# Work to do
Can you arrange the items, starting at the line containing "[locate] baseball player" and ending with the last item, as a two-column CSV with the headers item and answer? Give one row per item, with its text and its answer each in a single quoted field and line breaks replaced by spaces.

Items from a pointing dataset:
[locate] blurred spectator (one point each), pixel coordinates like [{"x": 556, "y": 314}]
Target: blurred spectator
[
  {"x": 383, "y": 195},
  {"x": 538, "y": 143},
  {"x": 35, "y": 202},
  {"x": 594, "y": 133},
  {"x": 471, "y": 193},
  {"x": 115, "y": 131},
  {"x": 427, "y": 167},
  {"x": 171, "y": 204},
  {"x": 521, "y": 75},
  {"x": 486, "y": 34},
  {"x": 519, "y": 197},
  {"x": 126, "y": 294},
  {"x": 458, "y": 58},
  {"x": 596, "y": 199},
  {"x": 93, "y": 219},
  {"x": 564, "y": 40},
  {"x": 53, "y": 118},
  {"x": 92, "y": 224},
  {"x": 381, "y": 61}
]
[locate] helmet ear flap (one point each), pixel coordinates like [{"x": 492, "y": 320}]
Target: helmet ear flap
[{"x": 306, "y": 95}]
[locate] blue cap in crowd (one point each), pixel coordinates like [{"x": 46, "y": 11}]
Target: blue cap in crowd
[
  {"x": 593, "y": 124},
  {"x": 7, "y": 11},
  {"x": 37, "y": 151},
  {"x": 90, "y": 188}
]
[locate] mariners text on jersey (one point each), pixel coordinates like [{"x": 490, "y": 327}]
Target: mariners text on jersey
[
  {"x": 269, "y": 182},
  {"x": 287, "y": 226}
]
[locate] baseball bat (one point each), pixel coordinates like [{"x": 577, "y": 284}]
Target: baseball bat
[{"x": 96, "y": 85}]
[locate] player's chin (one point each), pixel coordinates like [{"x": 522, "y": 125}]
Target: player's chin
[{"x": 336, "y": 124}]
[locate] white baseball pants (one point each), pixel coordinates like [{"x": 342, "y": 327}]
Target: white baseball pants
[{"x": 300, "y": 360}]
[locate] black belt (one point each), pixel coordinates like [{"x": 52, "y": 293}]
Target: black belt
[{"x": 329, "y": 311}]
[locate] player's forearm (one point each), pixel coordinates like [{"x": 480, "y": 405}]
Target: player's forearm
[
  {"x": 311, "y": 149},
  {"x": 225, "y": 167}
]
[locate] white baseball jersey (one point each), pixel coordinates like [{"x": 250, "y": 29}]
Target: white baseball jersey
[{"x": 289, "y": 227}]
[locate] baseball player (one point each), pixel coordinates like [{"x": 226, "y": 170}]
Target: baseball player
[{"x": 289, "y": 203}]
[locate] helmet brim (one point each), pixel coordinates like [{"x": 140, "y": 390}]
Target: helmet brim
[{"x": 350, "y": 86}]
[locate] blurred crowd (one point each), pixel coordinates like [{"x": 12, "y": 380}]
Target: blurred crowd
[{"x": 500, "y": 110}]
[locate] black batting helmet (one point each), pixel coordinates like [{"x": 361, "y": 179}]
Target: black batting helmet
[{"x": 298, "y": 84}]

# Response
item,answer
"[locate] baseball player (one point each), pixel coordinates like [{""x"": 226, ""y"": 170}] Target: baseball player","[{""x"": 289, ""y"": 203}]"
"[locate] helmet brim (one point each), pixel coordinates like [{""x"": 140, ""y"": 390}] Target: helmet brim","[{""x"": 350, ""y"": 86}]"
"[locate] blurred crowd (one point each), pixel coordinates like [{""x"": 12, ""y"": 380}] Target: blurred crowd","[{""x"": 500, ""y"": 110}]"
"[locate] black batting helmet (one point each), pixel coordinates like [{""x"": 361, ""y"": 179}] Target: black batting helmet","[{""x"": 298, ""y"": 84}]"